TASK INSTRUCTIONS:
Each entry below should be reproduced character for character.

::: DATA UNDER STUDY :::

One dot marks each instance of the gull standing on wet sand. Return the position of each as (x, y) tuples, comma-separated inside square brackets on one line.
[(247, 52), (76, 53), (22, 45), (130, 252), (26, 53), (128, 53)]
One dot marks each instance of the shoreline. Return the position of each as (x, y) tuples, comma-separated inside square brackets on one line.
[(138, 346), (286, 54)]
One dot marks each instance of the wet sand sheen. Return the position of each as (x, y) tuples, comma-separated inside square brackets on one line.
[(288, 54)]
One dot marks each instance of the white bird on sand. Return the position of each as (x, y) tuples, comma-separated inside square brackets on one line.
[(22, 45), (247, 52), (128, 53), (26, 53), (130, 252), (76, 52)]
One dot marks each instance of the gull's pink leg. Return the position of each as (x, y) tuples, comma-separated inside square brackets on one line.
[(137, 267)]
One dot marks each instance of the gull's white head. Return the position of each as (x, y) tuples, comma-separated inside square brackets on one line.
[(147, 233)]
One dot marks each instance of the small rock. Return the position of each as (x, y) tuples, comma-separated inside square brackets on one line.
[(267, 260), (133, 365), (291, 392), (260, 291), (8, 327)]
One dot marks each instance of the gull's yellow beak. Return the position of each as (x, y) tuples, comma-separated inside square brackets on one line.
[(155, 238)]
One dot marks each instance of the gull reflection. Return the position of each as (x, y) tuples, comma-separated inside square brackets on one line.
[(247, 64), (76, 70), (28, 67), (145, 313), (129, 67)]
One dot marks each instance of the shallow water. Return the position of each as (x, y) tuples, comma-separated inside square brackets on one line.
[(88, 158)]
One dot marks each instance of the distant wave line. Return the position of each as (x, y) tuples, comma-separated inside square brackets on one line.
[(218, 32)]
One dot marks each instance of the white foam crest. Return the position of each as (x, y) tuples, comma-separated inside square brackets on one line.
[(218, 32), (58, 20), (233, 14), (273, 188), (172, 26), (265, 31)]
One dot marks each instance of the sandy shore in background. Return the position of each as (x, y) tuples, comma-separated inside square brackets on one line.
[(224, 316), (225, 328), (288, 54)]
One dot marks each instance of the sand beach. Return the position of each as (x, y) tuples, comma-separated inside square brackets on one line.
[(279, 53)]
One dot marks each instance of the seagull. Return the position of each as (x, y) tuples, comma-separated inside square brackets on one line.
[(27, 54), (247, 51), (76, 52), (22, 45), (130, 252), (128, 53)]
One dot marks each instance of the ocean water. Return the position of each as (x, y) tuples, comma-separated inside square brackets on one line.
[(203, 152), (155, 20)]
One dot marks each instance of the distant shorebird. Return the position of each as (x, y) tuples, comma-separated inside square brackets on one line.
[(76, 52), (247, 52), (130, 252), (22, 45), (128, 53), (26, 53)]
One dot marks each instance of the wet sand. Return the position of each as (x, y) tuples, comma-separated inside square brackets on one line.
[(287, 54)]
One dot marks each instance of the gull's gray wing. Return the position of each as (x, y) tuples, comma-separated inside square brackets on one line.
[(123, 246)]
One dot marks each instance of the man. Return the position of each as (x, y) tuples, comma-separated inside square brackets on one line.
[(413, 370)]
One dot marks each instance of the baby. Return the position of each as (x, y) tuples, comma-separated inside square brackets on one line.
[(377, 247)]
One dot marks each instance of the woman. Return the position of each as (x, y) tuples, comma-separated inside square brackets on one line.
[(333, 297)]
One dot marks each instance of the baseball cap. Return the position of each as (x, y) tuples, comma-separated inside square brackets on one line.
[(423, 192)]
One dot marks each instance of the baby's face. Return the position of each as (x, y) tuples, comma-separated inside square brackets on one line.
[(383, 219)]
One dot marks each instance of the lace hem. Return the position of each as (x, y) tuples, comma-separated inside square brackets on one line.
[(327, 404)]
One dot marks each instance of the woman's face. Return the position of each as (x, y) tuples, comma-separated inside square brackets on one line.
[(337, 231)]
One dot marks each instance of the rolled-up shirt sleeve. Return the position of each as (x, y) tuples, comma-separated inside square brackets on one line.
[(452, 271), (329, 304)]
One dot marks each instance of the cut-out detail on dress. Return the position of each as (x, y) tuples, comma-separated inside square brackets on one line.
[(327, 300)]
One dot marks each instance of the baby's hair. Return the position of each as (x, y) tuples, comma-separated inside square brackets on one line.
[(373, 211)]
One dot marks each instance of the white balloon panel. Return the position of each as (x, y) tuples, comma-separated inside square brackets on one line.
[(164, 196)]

:::

SOLUTION FOR THIS TASK:
One dot marks each instance of the gull standing on wet sand. Return the position of each as (x, y) tuples, comma-separated inside square brackets on one line.
[(247, 52), (76, 53), (22, 45), (130, 252), (26, 53), (128, 53)]
One dot marks each instance of the shoreline. Return the position of each as (x, y) tuples, comma-separated inside square brackets on one line.
[(138, 346), (286, 54)]
One dot marks each instance of the wet sand sheen. Return the position of each as (x, y) tuples, comma-separated inside square brackets on one line.
[(288, 54)]
One dot marks each instance of the white bird on sand. Return the position of each as (x, y) tuples, comma-separated inside square brackets on one line.
[(22, 45), (247, 52), (128, 53), (26, 53), (130, 252), (76, 52)]
One dot marks each instance of the gull's pink leg. Return the position of each as (x, y) tuples, comma-separated inside square brackets on one line.
[(137, 267)]
One dot marks each instance of the gull's white head. Return the position of each as (x, y) tuples, comma-separated inside square brackets on one line.
[(147, 233)]
One dot marks each instance of the small rock. Return the position of each as (x, y) tuples, comma-separated inside square brackets on one line.
[(267, 260), (133, 365), (291, 392), (260, 291), (8, 327)]
One dot marks each instance of the gull's yellow beak. Return the position of each as (x, y) tuples, comma-separated inside square brackets on one line.
[(155, 238)]
One dot marks each instance of the gull reflection. Return the position of each as (x, y) tuples, comma-separated inside square brackets on one line.
[(247, 64), (76, 70), (28, 67), (145, 313), (129, 67)]
One dot marks each instance of the shallow water. Return the position of each as (x, y) tuples, comma-separated inside square brackets on one line.
[(88, 158)]
One dot marks each instance of the distant wave line. Return the position of each as (x, y) tuples, comma-separated inside square brackets on one line.
[(218, 32)]
One dot marks each instance of the white foam crest. Return the position of each as (x, y) tuples, comma-separated inside square brackets on one line.
[(218, 32), (58, 20), (233, 14), (273, 188), (172, 26), (265, 31)]
One dot marks each instance of the sandy shore in background. Return the position of each as (x, y) tuples, comma-separated inside square brackets on one line.
[(224, 316), (225, 328), (288, 54)]
One dot marks each instance of the sand beach. Return the position of each as (x, y) tuples, comma-separated inside square brackets on one line.
[(279, 53)]
One dot marks each instance of the seagull. Return the position of each as (x, y) tuples, comma-separated inside square brackets on one line.
[(27, 54), (247, 51), (76, 52), (22, 45), (130, 252), (128, 53)]
One dot marks each instance of the ocean water. Return the position of each as (x, y) tuples, comma-separated inside square brackets on one line.
[(203, 152), (155, 20)]
One dot marks each instance of the distant shorebird. Return the position of each as (x, y) tuples, comma-separated inside square brackets on one line.
[(76, 52), (247, 52), (130, 252), (22, 45), (128, 53), (26, 53)]
One dot marks each instance of the wet sand. Return the position of each as (x, y) tuples, comma-separated inside square brackets on one line.
[(287, 54)]
One dot marks each instance of the gull's gray wing. Return the position of each as (x, y) tuples, comma-separated inside square brackets on one line.
[(123, 246)]
One dot marks each instance of the man. Return the position of each as (x, y) tuples, comma-separated inside square brackets on one line.
[(413, 370)]
One dot marks each instance of the baby. Return the position of each as (x, y) tuples, comma-separated inside square brackets on one line.
[(377, 247)]
One dot marks each instance of the woman. Return the position of each as (x, y) tuples, comma-separated inside square brackets on one line.
[(333, 297)]
One dot marks each instance of the baseball cap. Return the position of each as (x, y) tuples, comma-separated inside square brackets on one line.
[(423, 192)]
One dot marks each instance of the baby's face. Return the position of each as (x, y) tuples, comma-separated inside square brackets on one line.
[(383, 219)]
One dot marks each instance of the lace hem. Return the position of each as (x, y) tuples, comma-separated inside square brackets on one line.
[(327, 404)]
One dot marks each instance of the woman's face. Return the position of each as (x, y) tuples, comma-separated inside square brackets on one line.
[(337, 231)]
One dot marks each instance of the rolled-up shirt sleeve. Return the position of each as (x, y) tuples, comma-separated inside square brackets on one line.
[(452, 271), (329, 304)]
One dot marks each instance of the cut-out detail on dress. Return the position of each as (x, y) tuples, comma-separated inside square brackets on one line.
[(327, 300)]
One dot marks each instance of the baby's hair. Return the position of each as (x, y) tuples, comma-separated inside square brackets on one line.
[(373, 211)]
One dot marks each instance of the white balloon panel. Return the position of each as (x, y) tuples, comma-separated inside square brackets on one line.
[(164, 196)]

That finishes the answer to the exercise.